-- What is required --
Leave the pictures out while you restate every entry below word for word.

== Segment start ==

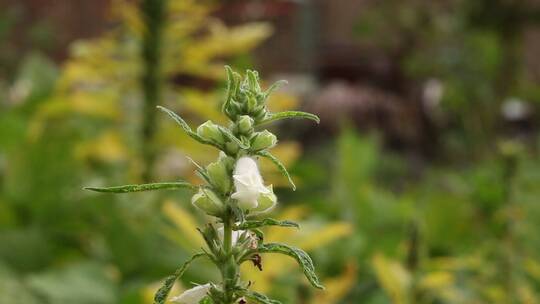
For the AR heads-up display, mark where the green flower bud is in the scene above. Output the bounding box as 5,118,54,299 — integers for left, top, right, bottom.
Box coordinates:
236,115,254,135
197,120,224,144
206,157,233,193
250,130,277,151
252,185,277,214
218,151,235,171
253,106,267,121
225,141,240,155
231,101,243,115
247,95,258,113
191,188,224,217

== Segment end ==

-- Response to the exercise --
For the AR heads-up display, mark where the green flower bud is in the scene above. Output the bounding box as 5,118,54,299 — integers for left, top, right, bottom.
Box coordinates:
236,115,254,135
197,120,224,144
206,157,233,193
250,130,277,151
252,185,277,214
218,151,235,171
253,106,267,121
225,141,240,155
231,101,243,115
247,95,258,113
191,188,224,217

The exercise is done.